Source document:
┏━━

/hangbot

A hangman bot

Primary LanguageJavaScript

Hangbot

Hangbot is an automated hangman player bot program for playing hangman over the web. It comes with four bots:

  • DefaultBot guesses letters in alphabetical order. It's not too bright!
  • RandomBot guesses letters at random
  • SmartBot uses an n-gram letter model
  • SmarterBot uses a unigram word model and a letter model.

I tested all four bots for 100 games. DefaultBot and RandomBot didn't even win once. Hangman is hard for computers! Meanwhile, SmartBot achieved a record of 33 wins and 67 losses. That's pretty good! SmarterBot is the champion. He achieved a whopping record of 96 wins and 4 losses. That's better than me! Let's tackle the usage instructions first and then I'll describe SmartBot's algorithm a bit more.

#Installation and Usage

To use Hangbot, first make sure you are using a machine with a recent copy of node.js and npm. Then you can install this project with

$ git clone git://github.com/jacoblyles/hangbot.git
$ cd hangbot
$ npm install -g

The "-g" flag installs an executable script called hangbot that will be accessible from any working directory. After installation, take it for a spin! The following command tells SmartBot to play 5 games:

hangbot run smarter 5

The commands available for hangbot are:

hangbot help

prints out the usage instructions

hangbot stats

prints the win/loss stats of the bots available on your machine

hangbot run <botname> <times>

tell the bot to play hangman for you! Options for <botname> are 'default', 'random', 'smart', and 'smarter'. <times> should be an integer. Both parameters are optional, the defaults are 'default' and 1

#SmartBot algorithm

SmartBot uses a linear interpolation of a unigram and a bigram letter model trained on a ~5 million character corpus (thanks for the corpus, Peter Norvig!). For each unfilled position, SmartBot uses the letter model to choose a maximum likelihood potential letter. SmartBot takes the global maximum likelihood letter over all positions as its guess.

┗━━

Information supplied:
┏━━

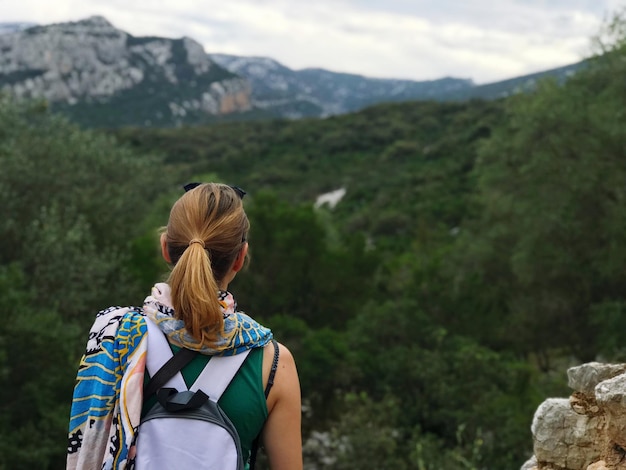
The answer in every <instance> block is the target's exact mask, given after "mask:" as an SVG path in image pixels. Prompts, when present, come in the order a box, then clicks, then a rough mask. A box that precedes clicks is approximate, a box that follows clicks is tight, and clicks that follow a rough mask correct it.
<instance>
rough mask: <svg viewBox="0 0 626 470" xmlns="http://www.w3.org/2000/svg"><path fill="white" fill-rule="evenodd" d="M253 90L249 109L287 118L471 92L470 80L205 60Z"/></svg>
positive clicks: (234, 58) (224, 55) (262, 59)
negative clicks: (365, 72)
mask: <svg viewBox="0 0 626 470" xmlns="http://www.w3.org/2000/svg"><path fill="white" fill-rule="evenodd" d="M209 56H210V57H211V59H212V60H214V61H215V62H217V63H218V64H220V65H222V66H223V67H225V68H227V69H228V70H230V71H231V72H233V73H236V74H237V75H240V76H242V77H245V78H247V79H248V80H249V81H250V83H251V84H252V101H253V103H254V106H256V107H257V108H259V109H263V110H265V111H266V112H268V113H270V114H273V115H275V116H280V117H286V118H292V119H296V118H301V117H324V116H332V115H336V114H344V113H348V112H353V111H358V110H360V109H363V108H365V107H367V106H371V105H373V104H376V103H383V102H394V101H395V102H398V101H409V100H431V99H437V98H440V97H441V96H446V95H447V94H450V93H457V92H459V93H460V92H462V91H466V90H469V89H471V88H472V87H473V86H474V84H473V82H472V81H471V80H469V79H461V78H450V77H447V78H441V79H438V80H428V81H413V80H398V79H383V78H370V77H364V76H361V75H355V74H348V73H337V72H331V71H329V70H324V69H317V68H307V69H303V70H292V69H290V68H288V67H285V66H284V65H282V64H281V63H279V62H277V61H275V60H273V59H270V58H266V57H242V56H234V55H228V54H209Z"/></svg>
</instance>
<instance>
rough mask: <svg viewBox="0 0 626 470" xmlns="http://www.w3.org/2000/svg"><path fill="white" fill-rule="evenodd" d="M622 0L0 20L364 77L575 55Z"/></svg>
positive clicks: (217, 7) (543, 67)
mask: <svg viewBox="0 0 626 470" xmlns="http://www.w3.org/2000/svg"><path fill="white" fill-rule="evenodd" d="M625 5H626V0H315V1H313V0H219V1H218V0H53V1H50V0H19V1H12V0H0V22H9V21H27V22H34V23H38V24H48V23H56V22H60V21H75V20H79V19H83V18H86V17H88V16H92V15H102V16H104V17H105V18H107V19H108V20H109V21H110V22H111V23H113V25H114V26H116V27H117V28H119V29H122V30H124V31H126V32H128V33H130V34H133V35H135V36H164V37H171V38H179V37H181V36H188V37H191V38H193V39H195V40H197V41H198V42H200V43H201V44H203V45H204V47H205V49H206V51H207V52H223V53H229V54H236V55H246V56H263V57H271V58H273V59H276V60H278V61H279V62H281V63H283V64H284V65H286V66H288V67H290V68H293V69H301V68H305V67H321V68H326V69H329V70H333V71H336V72H350V73H358V74H362V75H367V76H371V77H384V78H407V79H413V80H430V79H436V78H441V77H444V76H452V77H458V78H471V79H473V80H474V81H475V82H476V83H479V84H480V83H488V82H493V81H498V80H503V79H506V78H512V77H516V76H519V75H524V74H527V73H532V72H538V71H542V70H547V69H550V68H554V67H558V66H561V65H567V64H571V63H574V62H578V61H579V60H581V59H582V58H584V57H585V56H587V55H588V53H589V51H590V38H591V37H592V36H593V35H594V34H596V33H597V32H598V31H599V28H600V25H601V24H602V22H603V20H605V19H606V18H607V17H608V16H610V14H611V13H613V12H616V11H618V10H619V9H622V8H624V6H625Z"/></svg>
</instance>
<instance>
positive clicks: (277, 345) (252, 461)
mask: <svg viewBox="0 0 626 470" xmlns="http://www.w3.org/2000/svg"><path fill="white" fill-rule="evenodd" d="M272 344H273V345H274V360H273V361H272V368H271V369H270V375H269V377H268V378H267V386H266V387H265V399H266V400H267V397H268V395H269V394H270V390H271V389H272V385H274V377H275V376H276V369H277V368H278V354H279V353H278V343H277V342H276V340H275V339H272ZM260 438H261V433H259V435H258V436H257V437H256V439H254V442H253V443H252V449H251V450H250V470H254V465H255V464H256V454H257V452H258V451H259V440H260Z"/></svg>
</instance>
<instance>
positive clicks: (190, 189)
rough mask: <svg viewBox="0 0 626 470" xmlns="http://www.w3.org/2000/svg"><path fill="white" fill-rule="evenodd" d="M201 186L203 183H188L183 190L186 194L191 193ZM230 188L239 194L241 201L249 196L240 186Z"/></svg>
mask: <svg viewBox="0 0 626 470" xmlns="http://www.w3.org/2000/svg"><path fill="white" fill-rule="evenodd" d="M201 184H202V183H187V184H186V185H185V186H183V189H184V190H185V192H188V191H191V190H192V189H194V188H197V187H198V186H200V185H201ZM230 188H231V189H232V190H233V191H235V192H236V193H237V196H239V198H240V199H243V197H244V196H245V195H246V194H247V193H246V192H245V191H244V190H243V189H241V188H240V187H239V186H230Z"/></svg>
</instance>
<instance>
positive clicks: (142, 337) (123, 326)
mask: <svg viewBox="0 0 626 470" xmlns="http://www.w3.org/2000/svg"><path fill="white" fill-rule="evenodd" d="M219 295H220V302H221V303H222V306H223V309H224V311H223V313H224V331H225V334H224V336H223V338H220V340H219V341H218V342H217V346H216V347H215V348H213V349H209V348H201V349H200V351H201V353H203V354H224V355H227V354H237V353H239V352H241V351H244V350H246V349H251V348H255V347H262V346H264V345H265V344H267V343H268V342H269V341H271V339H272V333H271V331H270V330H269V329H267V328H265V327H263V326H262V325H260V324H259V323H257V322H256V321H254V320H253V319H252V318H250V317H249V316H247V315H245V314H244V313H242V312H237V311H236V303H235V301H234V299H233V297H232V295H231V294H230V293H228V292H221V293H220V294H219ZM169 299H170V297H169V286H167V284H157V285H155V286H154V287H153V289H152V294H151V295H150V296H148V297H147V298H146V300H145V303H144V308H143V309H140V308H134V307H123V308H122V307H110V308H108V309H106V310H103V311H101V312H99V313H98V315H97V316H96V320H95V322H94V324H93V326H92V328H91V330H90V332H89V340H88V342H87V350H86V351H85V355H84V356H83V358H82V360H81V362H80V366H79V369H78V375H77V382H76V387H75V389H74V396H73V400H72V408H71V415H70V426H69V442H68V456H67V468H68V469H85V470H92V469H103V470H109V469H111V470H112V469H132V468H133V467H134V460H135V443H136V439H137V430H138V427H139V423H140V419H141V408H142V404H143V381H144V375H145V366H146V349H147V341H146V335H147V326H146V320H145V316H148V317H150V318H153V319H154V320H155V321H156V322H157V324H158V325H159V327H160V328H161V330H162V331H163V332H164V333H165V334H166V335H167V336H168V339H169V340H170V342H171V343H173V344H177V345H180V346H186V345H187V344H189V343H190V342H191V344H193V343H195V340H193V339H192V338H190V337H189V335H188V334H187V333H186V332H185V331H184V328H182V324H181V322H180V320H177V319H176V318H174V312H173V309H172V307H171V301H170V300H169Z"/></svg>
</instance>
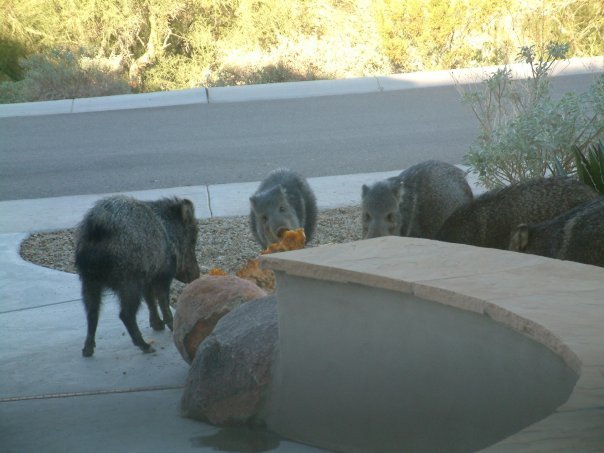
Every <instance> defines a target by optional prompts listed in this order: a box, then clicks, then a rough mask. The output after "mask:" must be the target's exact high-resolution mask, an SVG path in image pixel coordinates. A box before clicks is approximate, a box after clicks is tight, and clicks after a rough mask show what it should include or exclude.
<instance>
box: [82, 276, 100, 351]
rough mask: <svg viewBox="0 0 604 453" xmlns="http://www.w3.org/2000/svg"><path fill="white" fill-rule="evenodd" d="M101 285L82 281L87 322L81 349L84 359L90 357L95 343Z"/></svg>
mask: <svg viewBox="0 0 604 453" xmlns="http://www.w3.org/2000/svg"><path fill="white" fill-rule="evenodd" d="M101 290H102V288H101V285H99V284H97V283H94V282H88V281H85V280H83V281H82V298H83V299H84V308H85V309H86V320H87V321H88V333H87V335H86V342H85V343H84V348H83V349H82V355H83V356H84V357H91V356H92V354H94V348H95V346H96V343H95V341H94V337H95V335H96V327H97V325H98V323H99V308H100V306H101Z"/></svg>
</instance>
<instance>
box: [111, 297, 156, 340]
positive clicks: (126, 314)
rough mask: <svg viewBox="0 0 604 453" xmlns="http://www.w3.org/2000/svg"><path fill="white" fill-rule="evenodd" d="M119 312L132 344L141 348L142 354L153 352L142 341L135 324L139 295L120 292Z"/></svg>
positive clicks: (139, 299) (137, 325)
mask: <svg viewBox="0 0 604 453" xmlns="http://www.w3.org/2000/svg"><path fill="white" fill-rule="evenodd" d="M119 297H120V303H121V310H120V319H121V320H122V322H123V323H124V325H125V326H126V329H127V330H128V333H129V334H130V338H132V342H133V343H134V344H135V345H136V346H138V347H139V348H141V350H142V351H143V352H155V350H154V349H153V348H152V347H151V345H150V344H149V343H147V342H146V341H145V340H143V336H142V335H141V332H140V330H138V324H136V312H137V311H138V307H139V305H140V302H141V298H140V293H137V292H133V291H127V290H124V291H120V294H119Z"/></svg>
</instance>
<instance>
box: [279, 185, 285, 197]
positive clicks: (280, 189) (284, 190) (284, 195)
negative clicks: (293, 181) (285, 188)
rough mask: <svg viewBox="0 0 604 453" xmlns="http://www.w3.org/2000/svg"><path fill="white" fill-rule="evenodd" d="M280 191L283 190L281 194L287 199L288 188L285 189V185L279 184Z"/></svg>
mask: <svg viewBox="0 0 604 453" xmlns="http://www.w3.org/2000/svg"><path fill="white" fill-rule="evenodd" d="M279 192H281V196H282V197H283V198H284V199H287V190H285V187H283V186H282V185H279Z"/></svg>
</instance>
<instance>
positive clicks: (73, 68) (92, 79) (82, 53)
mask: <svg viewBox="0 0 604 453" xmlns="http://www.w3.org/2000/svg"><path fill="white" fill-rule="evenodd" d="M21 66H22V67H23V71H24V78H23V80H22V81H20V82H16V84H17V85H13V86H12V87H9V86H8V84H9V83H10V82H5V84H4V85H3V87H4V88H6V89H7V96H6V97H5V96H4V93H3V96H2V99H3V102H31V101H48V100H53V99H72V98H83V97H91V96H107V95H112V94H123V93H129V92H130V87H129V86H128V84H127V82H126V81H125V80H124V79H123V78H122V77H121V76H120V74H119V72H118V71H117V70H115V69H113V68H112V67H111V65H110V62H109V61H107V60H106V59H98V58H94V57H91V56H89V55H88V54H87V53H86V52H85V51H83V50H78V51H71V50H68V49H53V50H51V51H49V52H48V53H46V54H44V55H42V54H33V55H30V56H28V57H27V58H25V59H23V60H22V61H21ZM13 83H15V82H13ZM3 92H4V90H3Z"/></svg>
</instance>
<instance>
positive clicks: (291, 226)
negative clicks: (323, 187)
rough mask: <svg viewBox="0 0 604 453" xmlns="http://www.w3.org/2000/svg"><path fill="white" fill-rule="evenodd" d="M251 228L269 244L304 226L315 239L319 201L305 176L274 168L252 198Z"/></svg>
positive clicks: (260, 240)
mask: <svg viewBox="0 0 604 453" xmlns="http://www.w3.org/2000/svg"><path fill="white" fill-rule="evenodd" d="M250 205H251V210H250V228H251V230H252V233H253V234H254V237H255V238H256V240H257V241H258V242H259V243H260V244H261V245H262V246H263V247H265V248H266V247H268V246H269V244H272V243H273V242H278V241H279V238H280V236H281V235H282V234H283V233H284V232H285V231H286V230H295V229H296V228H304V234H305V235H306V241H307V242H309V241H310V240H311V239H312V236H313V233H314V230H315V225H316V223H317V201H316V199H315V195H314V193H313V191H312V189H311V188H310V186H309V185H308V183H307V182H306V179H304V177H303V176H301V175H299V174H298V173H295V172H293V171H291V170H288V169H284V168H281V169H277V170H274V171H272V172H271V173H270V174H269V175H268V176H267V177H266V179H264V181H262V183H260V186H259V187H258V190H257V191H256V192H255V193H254V194H253V195H252V196H251V197H250Z"/></svg>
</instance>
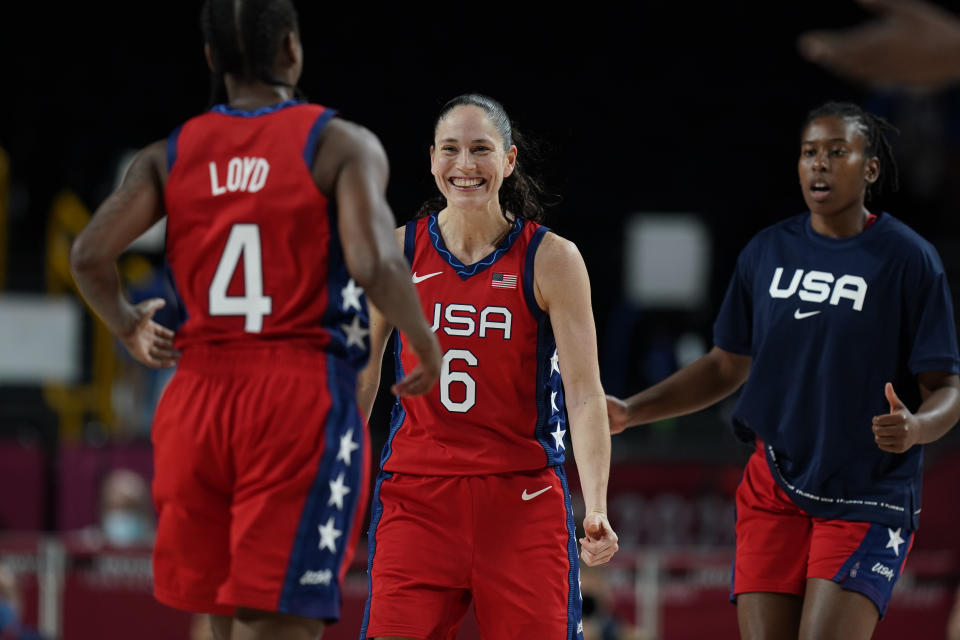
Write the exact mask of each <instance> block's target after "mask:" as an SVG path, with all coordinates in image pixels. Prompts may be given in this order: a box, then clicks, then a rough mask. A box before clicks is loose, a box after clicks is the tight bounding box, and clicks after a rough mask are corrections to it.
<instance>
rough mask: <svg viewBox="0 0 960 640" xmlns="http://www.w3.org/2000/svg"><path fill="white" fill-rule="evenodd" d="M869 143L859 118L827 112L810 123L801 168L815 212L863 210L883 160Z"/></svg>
mask: <svg viewBox="0 0 960 640" xmlns="http://www.w3.org/2000/svg"><path fill="white" fill-rule="evenodd" d="M866 147H867V138H866V136H864V134H863V128H862V125H861V124H860V121H859V120H857V119H856V118H844V117H841V116H825V117H822V118H817V119H816V120H813V121H812V122H810V124H808V125H807V127H806V128H805V129H804V130H803V134H802V136H801V138H800V160H799V162H798V163H797V169H798V171H799V174H800V185H801V187H802V188H803V199H804V201H805V202H806V203H807V206H808V207H809V208H810V212H811V213H814V214H817V215H822V216H833V215H838V214H843V213H848V212H850V213H851V214H852V215H860V214H861V213H862V210H863V202H864V197H865V195H866V189H867V186H868V185H870V184H873V183H874V182H876V180H877V178H878V177H879V175H880V171H879V168H880V161H879V160H878V159H877V158H876V157H867V155H866ZM853 212H856V213H855V214H854V213H853Z"/></svg>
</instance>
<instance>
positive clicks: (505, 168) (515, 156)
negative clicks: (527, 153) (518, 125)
mask: <svg viewBox="0 0 960 640" xmlns="http://www.w3.org/2000/svg"><path fill="white" fill-rule="evenodd" d="M516 166H517V145H515V144H512V145H510V148H509V149H507V153H506V154H504V165H503V177H504V178H507V177H509V176H510V174H511V173H513V170H514V169H515V168H516Z"/></svg>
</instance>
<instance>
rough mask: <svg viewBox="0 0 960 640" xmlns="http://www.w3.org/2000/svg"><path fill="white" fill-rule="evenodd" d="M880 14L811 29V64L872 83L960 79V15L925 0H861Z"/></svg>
mask: <svg viewBox="0 0 960 640" xmlns="http://www.w3.org/2000/svg"><path fill="white" fill-rule="evenodd" d="M857 2H858V4H860V5H861V6H863V7H865V8H866V9H868V10H870V11H873V12H875V13H876V14H877V16H876V17H875V18H873V19H870V20H868V21H866V22H863V23H861V24H859V25H857V26H855V27H852V28H849V29H837V30H829V31H828V30H817V31H809V32H807V33H804V34H802V35H801V36H800V38H799V40H798V42H797V46H798V48H799V50H800V54H801V55H803V57H805V58H806V59H807V60H809V61H811V62H814V63H816V64H820V65H822V66H824V67H826V68H827V69H829V70H830V71H832V72H834V73H836V74H838V75H841V76H844V77H847V78H850V79H852V80H856V81H859V82H865V83H867V84H872V85H902V86H908V87H925V88H930V89H939V88H942V87H944V86H947V85H950V84H952V83H955V82H958V81H960V17H958V16H957V15H955V14H952V13H950V12H948V11H946V10H945V9H943V8H941V7H938V6H936V5H934V4H931V3H929V2H925V1H924V0H857Z"/></svg>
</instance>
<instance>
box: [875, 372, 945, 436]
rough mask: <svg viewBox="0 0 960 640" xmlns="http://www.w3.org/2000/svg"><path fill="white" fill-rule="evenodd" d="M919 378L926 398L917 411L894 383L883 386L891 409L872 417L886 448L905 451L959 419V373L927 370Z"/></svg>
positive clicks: (887, 399)
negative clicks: (903, 401) (881, 414)
mask: <svg viewBox="0 0 960 640" xmlns="http://www.w3.org/2000/svg"><path fill="white" fill-rule="evenodd" d="M917 380H918V382H919V384H920V394H921V397H922V399H923V400H922V402H921V404H920V407H919V408H918V409H917V411H916V413H911V412H910V410H909V409H908V408H907V407H906V406H905V405H904V404H903V402H901V401H900V398H899V397H897V393H896V390H895V389H894V388H893V385H892V384H891V383H889V382H888V383H887V384H886V386H885V387H884V390H883V392H884V395H885V396H886V398H887V402H889V403H890V413H886V414H883V415H879V416H874V418H873V437H874V440H875V441H876V443H877V446H878V447H880V449H882V450H883V451H889V452H890V453H903V452H904V451H906V450H907V449H909V448H910V447H912V446H913V445H915V444H929V443H931V442H934V441H936V440H939V439H940V438H942V437H943V436H944V435H946V433H947V432H948V431H950V429H952V428H953V426H954V425H955V424H956V423H957V421H958V420H960V376H957V375H956V374H952V373H947V372H944V371H926V372H923V373H921V374H920V375H918V376H917Z"/></svg>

┗━━

Your tasks:
1. Translate this sentence from the Hangbot text into Spanish: "For each unfilled position, SmartBot uses the letter model to choose a maximum likelihood potential letter."
2. Write what comes next in the Hangbot text, picking up right after its final sentence.
The records are separate material, unrelated to the text about the Hangbot hangman bot.

Answers provided:
1. Para cada posición sin completar, SmartBot usa el modelo de letras para elegir una letra potencial de máxima verosimilitud.

2.
The probability of letter l at position i is given by

p(l_i) = w * unigram(l_i) + (1 - w) * bigram(l_i)

Where w is between 0 and 1. Since unigram and bigram return probabilities, then p(l_i) will also be between 0 and 1, which is what we want!

The sub-models are given by:

unigram(l_i) = count(l) / total_letters
bigram(l_i) = p(l_i | l_i-1) = count(l_i-1, l_i) / count(l_i-1, *)

As I mentioned, SmartBot is significantly better than random!

#SmarterBot Algorithm

SmartBot was the old hotness. SmarterBot blows it out of the water with a whopping 96% win record!

Using the same training corpus as before, SmarterBot first uses a unigram word model to determine the most likely word that is possible given the current state of the game. It then uses the same letter model as SmartBot to determine the maximum likelihood letter in that word that hasn't been guessed yet, and guesses that.